Democrats' public brooding over which philosophical path their party should take -- moderate or liberal -- could perhaps be a profitable one if not for this singular, inextinguishable reality: the merits of each argument are wholly academic, even pointless, since as a whole the American political system is grounded on localities of interest, not national platforms.
That may be unfortunate to the more idealistic among us, and the observation itself may seem so obvious as to render it unnecessary; nevertheless Democratic strategists are already at it -- pounding away at each other, that is, arguing this celestial direction or that, even though Democratic pols themselves are fixed in the muck and mire of provincial idiosyncrasies.
Last week the Politico surveyed this intensely vain debate in a kind of 2010 starting-gun way. First went the centrists, such as former Clinton cabinet member William Daley, who, noted the Politico, recently penned a Washington Post op-ed arguing that Democrats should "acknowledge that the agenda of the party's most liberal supporters has not won the support of a majority of Americans." Mr. Daley is especially worried about independents: in national polling "there is not a hint of silver lining" about their druthers or intentions, he wrote. "They are the quantitative expression of the swing bloc of American politics slipping away."
Hence, says Daley, the party in toto should move to the middle -- which of course makes absolutely no sense for any liberal Dem from any reliably liberal district.
Following Daley came the opposing view, as expressed by former union official Steve Rosenthal: "Stop overanalyzing 2009 losses in Virginia and New Jersey.... Stop talking about needing to move to the center to win back independent voters. Stop complaining that the Obama surge voters ... didn't vote in '09 and won't vote again in 2010. Start legislating, start organizing and start mobilizing."
And that of course makes absolutely no sense for any centrist Dem from any reliably unreliable district, loaded as it is with Daley's unhappy mobs of independents. Go ahead, ye Congressional Democrats from districts that voted overwhelmingly for John McCain: start your organizing and mobilizing from a conventionally liberal position, and while you're at it, start packing for home.

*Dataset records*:
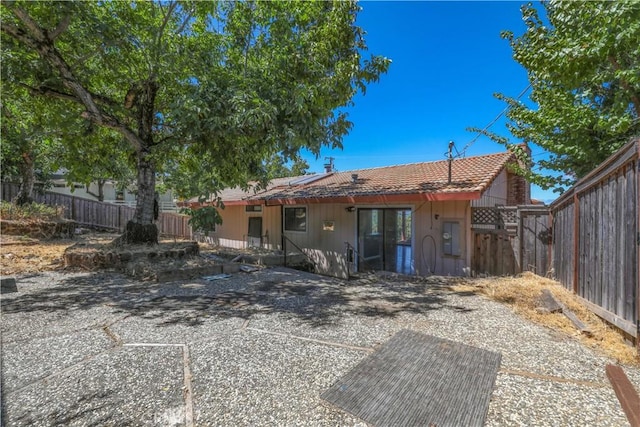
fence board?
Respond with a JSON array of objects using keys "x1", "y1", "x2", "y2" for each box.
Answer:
[
  {"x1": 551, "y1": 139, "x2": 640, "y2": 341},
  {"x1": 1, "y1": 182, "x2": 193, "y2": 239}
]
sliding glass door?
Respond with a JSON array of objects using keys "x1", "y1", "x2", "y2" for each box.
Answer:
[{"x1": 358, "y1": 208, "x2": 412, "y2": 274}]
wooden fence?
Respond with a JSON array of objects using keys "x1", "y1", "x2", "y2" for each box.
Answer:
[
  {"x1": 472, "y1": 205, "x2": 551, "y2": 276},
  {"x1": 2, "y1": 182, "x2": 193, "y2": 239},
  {"x1": 551, "y1": 139, "x2": 640, "y2": 341}
]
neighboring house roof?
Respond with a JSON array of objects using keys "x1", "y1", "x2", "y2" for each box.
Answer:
[{"x1": 190, "y1": 152, "x2": 515, "y2": 205}]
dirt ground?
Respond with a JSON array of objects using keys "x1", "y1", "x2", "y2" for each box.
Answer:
[
  {"x1": 0, "y1": 233, "x2": 640, "y2": 366},
  {"x1": 453, "y1": 272, "x2": 640, "y2": 366}
]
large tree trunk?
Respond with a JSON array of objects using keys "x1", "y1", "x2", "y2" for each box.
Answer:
[
  {"x1": 14, "y1": 153, "x2": 36, "y2": 205},
  {"x1": 121, "y1": 79, "x2": 158, "y2": 244}
]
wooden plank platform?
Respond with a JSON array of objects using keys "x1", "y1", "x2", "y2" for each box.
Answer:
[{"x1": 321, "y1": 330, "x2": 501, "y2": 427}]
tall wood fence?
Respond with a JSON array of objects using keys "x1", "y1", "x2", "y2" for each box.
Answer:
[
  {"x1": 2, "y1": 182, "x2": 193, "y2": 239},
  {"x1": 472, "y1": 205, "x2": 551, "y2": 276},
  {"x1": 551, "y1": 139, "x2": 640, "y2": 341}
]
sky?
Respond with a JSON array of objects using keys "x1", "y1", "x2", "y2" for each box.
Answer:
[{"x1": 304, "y1": 1, "x2": 557, "y2": 202}]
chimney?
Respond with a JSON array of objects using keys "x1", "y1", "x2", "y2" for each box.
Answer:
[{"x1": 324, "y1": 157, "x2": 335, "y2": 173}]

*Work to do*:
Answer these questions from the commentary on the Democrats' moderate-versus-liberal debate:
1. In which newspaper did William Daley publish his op-ed?
2. Which two states' 2009 losses does Steve Rosenthal say to stop overanalyzing?
3. What position did Steve Rosenthal formerly hold?

*Correct output*:
1. The Washington Post.
2. Virginia and New Jersey.
3. He was a union official.